As we welcome in the New Year Guild members know it’s that time of year when our thoughts are focused on the Guild Conference 2009. This will be a special year for the Guild, marking our thirtieth anniversary and we are going to celebrate it in York at the Thorpe Underwood Estate. This venue is a new one for the Guild and offers us high quality facilities. It is situated ten miles west of the City and a bus link will be provided from York Station for any of you coming by public transport.
Conference is a great way to meet other members, take part in workshops and display any of your own work in our main Themed Exhibition. There is also the opportunity to buy tools and materials from our Suppliers, attend talks by invited guest speakers and watch a Master Class on the final morning. It is also a good way to learn more about the Guild in general and meet some of the faces behind the names you see in the Journal. For those of you new to the Guild, if you wish to attend Conference, it is important you book as soon as possible, as places fill very quickly.

--- Your tasks ---
(a) Copy everything in the Guild Conference announcement from "Conference is a" down to "fill very quickly.".
(b) Could you go on with the Guild Conference announcement, picking up after its final sentence?

[Extracted records]
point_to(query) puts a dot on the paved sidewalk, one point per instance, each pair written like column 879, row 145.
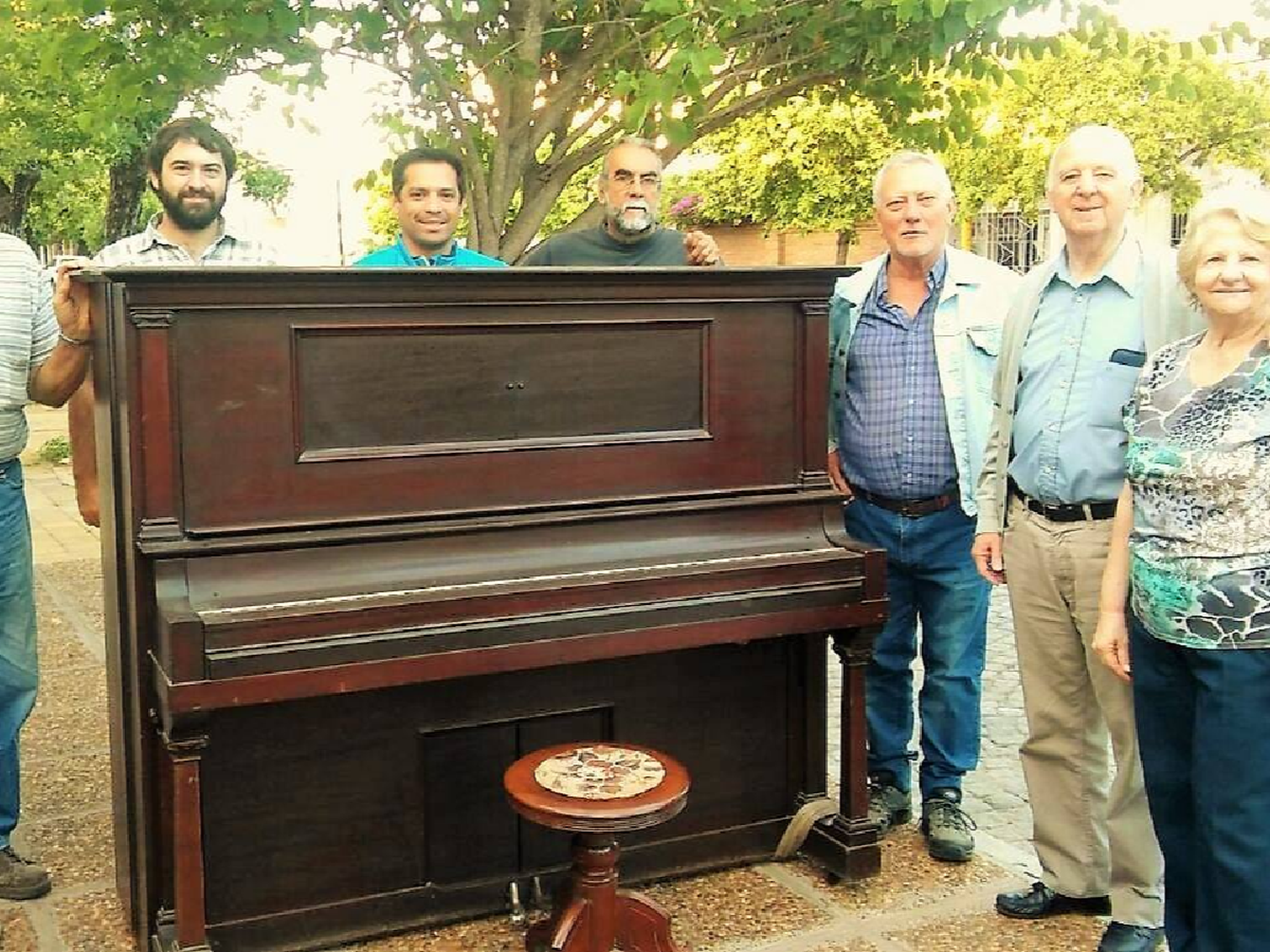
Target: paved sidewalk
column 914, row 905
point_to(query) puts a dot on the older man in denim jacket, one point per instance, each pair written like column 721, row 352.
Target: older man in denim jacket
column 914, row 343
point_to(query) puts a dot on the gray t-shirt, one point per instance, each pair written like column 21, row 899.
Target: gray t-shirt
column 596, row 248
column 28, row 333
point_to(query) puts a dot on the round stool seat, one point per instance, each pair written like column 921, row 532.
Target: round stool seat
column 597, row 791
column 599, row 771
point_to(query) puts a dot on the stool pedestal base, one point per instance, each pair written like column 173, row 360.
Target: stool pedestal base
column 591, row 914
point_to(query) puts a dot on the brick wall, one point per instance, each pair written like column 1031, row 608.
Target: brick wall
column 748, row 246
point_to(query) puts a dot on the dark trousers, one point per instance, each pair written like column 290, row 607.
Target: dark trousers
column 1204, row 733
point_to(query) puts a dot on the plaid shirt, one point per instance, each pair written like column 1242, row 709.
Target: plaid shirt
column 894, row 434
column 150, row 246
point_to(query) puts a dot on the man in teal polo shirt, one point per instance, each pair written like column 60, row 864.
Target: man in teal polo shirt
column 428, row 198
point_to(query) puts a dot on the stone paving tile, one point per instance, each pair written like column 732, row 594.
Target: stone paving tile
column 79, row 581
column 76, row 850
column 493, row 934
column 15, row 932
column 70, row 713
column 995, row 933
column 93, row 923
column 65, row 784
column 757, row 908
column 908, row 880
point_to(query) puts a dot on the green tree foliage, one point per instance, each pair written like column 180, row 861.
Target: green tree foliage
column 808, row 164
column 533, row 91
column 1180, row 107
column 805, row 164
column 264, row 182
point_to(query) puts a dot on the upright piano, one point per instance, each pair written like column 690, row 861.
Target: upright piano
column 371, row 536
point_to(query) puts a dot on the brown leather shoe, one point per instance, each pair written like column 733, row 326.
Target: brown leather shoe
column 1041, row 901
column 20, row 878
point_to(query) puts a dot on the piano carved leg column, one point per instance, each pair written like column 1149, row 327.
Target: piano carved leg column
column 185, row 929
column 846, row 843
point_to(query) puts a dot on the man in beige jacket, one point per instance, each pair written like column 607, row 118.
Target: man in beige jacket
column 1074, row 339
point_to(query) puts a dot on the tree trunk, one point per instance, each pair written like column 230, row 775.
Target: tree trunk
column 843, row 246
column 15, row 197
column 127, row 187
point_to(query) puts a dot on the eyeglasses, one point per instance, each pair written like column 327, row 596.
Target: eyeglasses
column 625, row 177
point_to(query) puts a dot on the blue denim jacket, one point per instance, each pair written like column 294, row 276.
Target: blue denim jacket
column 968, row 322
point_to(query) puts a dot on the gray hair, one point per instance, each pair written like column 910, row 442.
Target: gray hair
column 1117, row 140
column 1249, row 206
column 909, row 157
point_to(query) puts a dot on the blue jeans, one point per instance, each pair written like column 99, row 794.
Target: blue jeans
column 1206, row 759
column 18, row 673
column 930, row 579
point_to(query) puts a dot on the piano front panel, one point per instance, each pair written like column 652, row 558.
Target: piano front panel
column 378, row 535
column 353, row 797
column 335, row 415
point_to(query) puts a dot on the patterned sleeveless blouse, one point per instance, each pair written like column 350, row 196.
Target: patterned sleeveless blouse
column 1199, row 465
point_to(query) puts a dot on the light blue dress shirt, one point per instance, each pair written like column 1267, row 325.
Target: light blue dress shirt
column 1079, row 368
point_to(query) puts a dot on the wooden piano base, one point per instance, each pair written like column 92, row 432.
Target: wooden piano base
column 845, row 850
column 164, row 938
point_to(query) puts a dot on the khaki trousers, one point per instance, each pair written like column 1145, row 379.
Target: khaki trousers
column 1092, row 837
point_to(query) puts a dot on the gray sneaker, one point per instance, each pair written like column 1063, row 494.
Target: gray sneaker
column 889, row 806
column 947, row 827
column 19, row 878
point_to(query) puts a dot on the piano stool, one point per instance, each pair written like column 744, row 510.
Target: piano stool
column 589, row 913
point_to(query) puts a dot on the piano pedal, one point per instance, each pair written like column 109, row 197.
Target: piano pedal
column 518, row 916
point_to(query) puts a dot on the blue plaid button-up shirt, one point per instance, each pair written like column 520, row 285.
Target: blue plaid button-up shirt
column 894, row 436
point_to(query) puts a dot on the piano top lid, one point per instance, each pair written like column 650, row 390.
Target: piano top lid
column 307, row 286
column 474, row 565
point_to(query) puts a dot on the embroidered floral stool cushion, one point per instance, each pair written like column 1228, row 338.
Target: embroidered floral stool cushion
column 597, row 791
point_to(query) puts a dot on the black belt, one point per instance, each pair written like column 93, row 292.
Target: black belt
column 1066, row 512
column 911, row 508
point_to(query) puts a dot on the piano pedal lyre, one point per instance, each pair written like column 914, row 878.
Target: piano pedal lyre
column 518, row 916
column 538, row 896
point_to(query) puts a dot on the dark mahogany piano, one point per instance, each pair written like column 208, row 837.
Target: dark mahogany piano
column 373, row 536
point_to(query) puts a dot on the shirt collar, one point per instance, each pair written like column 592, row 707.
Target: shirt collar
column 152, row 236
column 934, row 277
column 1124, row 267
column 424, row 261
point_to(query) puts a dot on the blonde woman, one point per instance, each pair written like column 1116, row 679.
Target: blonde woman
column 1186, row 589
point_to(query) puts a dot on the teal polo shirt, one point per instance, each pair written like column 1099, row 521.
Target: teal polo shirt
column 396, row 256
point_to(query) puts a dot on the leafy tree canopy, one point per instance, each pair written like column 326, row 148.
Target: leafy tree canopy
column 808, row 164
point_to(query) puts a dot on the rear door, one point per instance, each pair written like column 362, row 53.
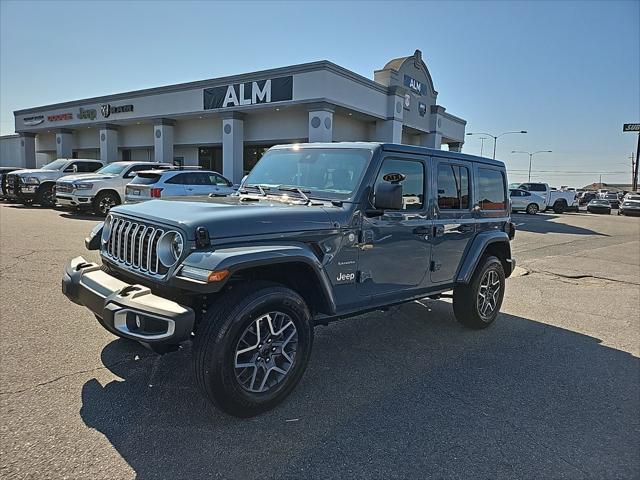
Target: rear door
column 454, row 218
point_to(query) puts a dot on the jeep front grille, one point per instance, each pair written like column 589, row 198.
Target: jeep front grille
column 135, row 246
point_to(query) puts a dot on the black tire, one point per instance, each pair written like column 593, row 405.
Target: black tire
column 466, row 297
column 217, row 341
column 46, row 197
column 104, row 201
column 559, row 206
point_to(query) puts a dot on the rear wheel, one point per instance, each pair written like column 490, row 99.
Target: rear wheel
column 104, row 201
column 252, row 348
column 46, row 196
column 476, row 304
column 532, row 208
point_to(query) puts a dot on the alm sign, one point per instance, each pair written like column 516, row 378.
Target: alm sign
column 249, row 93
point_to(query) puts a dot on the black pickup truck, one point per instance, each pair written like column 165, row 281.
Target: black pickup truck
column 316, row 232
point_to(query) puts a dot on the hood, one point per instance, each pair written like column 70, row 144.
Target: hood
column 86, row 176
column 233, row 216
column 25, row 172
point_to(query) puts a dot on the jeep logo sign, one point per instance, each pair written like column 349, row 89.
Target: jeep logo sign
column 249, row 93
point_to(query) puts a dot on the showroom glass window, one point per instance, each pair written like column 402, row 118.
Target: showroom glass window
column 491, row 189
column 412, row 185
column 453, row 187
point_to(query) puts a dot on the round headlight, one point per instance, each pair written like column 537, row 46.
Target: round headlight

--- Responses ---
(a)
Conference is a great way to meet other members, take part in workshops and display any of your own work in our main Themed Exhibition. There is also the opportunity to buy tools and materials from our Suppliers, attend talks by invited guest speakers and watch a Master Class on the final morning. It is also a good way to learn more about the Guild in general and meet some of the faces behind the names you see in the Journal. For those of you new to the Guild, if you wish to attend Conference, it is important you book as soon as possible, as places fill very quickly.

(b)
This year we are offering six workshops during the weekend plus an Art Attack on the Friday afternoon, with Bonnie Mackintosh. This means we can offer more choice and more places for you. The line up for the Saturday classes is as follows; Enamelling on Steel with John Ball, who will show you the process without needing to acid etch the steel in advance, Experimental Leaf and Foils with Ruth Ball, a day of exploring the artistic possibilities, Plique-à-jour with Phil Barnes, learn the free laying method working with silver, Painting Enamels with Gillie Hoyte Byrom, an invaluable step by step guide, Design Development with Sarah Macrae, an inspiring and confidence building day for those who want to improve their enamel design skills and Transfers with Jane Moore, a close look at decals where Jane will share her extensive knowledge on this subject. Full details of each class are listed in the Conference section of this Journal.
The Master Class on Sunday morning will be Engraving – using hand tools and using the Gravermax system. Phil Barnes and Harry Forster-Stringer, both experts in their fields, will demonstrate the two methods of engraving. We also have a very special guest speaker after dinner on the Saturday night. Fred Rich, the internationally renowned enamel artist, has kindly accepted our invitation to join us and talk about his passion for enamel and how he approaches his work.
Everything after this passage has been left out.